#### Tarea por hacer
Reúne y copia todas las líneas de los ítems de abajo que contengan la palabra "rough".

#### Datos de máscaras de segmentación
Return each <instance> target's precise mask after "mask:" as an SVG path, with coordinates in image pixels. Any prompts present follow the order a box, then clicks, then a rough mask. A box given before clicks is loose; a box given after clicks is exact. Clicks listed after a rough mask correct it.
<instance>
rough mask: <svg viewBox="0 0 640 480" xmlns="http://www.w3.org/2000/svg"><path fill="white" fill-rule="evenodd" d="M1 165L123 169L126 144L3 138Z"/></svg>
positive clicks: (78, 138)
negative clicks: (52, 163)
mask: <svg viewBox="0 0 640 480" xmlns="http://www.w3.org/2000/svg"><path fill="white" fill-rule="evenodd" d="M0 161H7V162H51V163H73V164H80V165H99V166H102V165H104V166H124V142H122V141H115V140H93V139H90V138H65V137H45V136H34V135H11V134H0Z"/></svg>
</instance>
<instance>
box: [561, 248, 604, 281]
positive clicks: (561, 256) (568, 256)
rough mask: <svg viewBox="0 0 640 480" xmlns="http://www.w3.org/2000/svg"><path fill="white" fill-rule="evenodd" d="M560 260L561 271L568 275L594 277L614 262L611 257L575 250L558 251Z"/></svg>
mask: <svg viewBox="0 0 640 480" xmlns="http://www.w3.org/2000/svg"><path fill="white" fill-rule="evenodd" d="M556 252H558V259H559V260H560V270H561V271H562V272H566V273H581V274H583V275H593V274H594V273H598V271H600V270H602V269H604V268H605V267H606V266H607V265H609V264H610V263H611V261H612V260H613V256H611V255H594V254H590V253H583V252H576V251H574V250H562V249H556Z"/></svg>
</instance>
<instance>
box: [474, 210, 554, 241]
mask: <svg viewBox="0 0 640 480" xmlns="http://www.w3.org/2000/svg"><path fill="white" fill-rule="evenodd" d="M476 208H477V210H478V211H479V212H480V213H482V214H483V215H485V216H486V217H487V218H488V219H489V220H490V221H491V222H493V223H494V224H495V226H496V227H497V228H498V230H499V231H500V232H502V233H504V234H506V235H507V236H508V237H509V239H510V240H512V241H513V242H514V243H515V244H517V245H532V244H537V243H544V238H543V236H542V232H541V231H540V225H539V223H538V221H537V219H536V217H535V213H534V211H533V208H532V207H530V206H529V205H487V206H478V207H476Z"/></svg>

#### Solución desarrollada
Return each <instance> target's precise mask after "mask:" as an SVG path, with coordinates in image pixels. Any prompts present follow the order a box, then clicks, then a rough mask. A box given before clicks is loose; a box given after clicks is exact. Clicks listed after a rough mask correct it.
rough mask: <svg viewBox="0 0 640 480" xmlns="http://www.w3.org/2000/svg"><path fill="white" fill-rule="evenodd" d="M1 165L123 169L126 144L3 138Z"/></svg>
rough mask: <svg viewBox="0 0 640 480" xmlns="http://www.w3.org/2000/svg"><path fill="white" fill-rule="evenodd" d="M560 260L561 271L568 275L594 277L614 262L611 257L575 250L558 251Z"/></svg>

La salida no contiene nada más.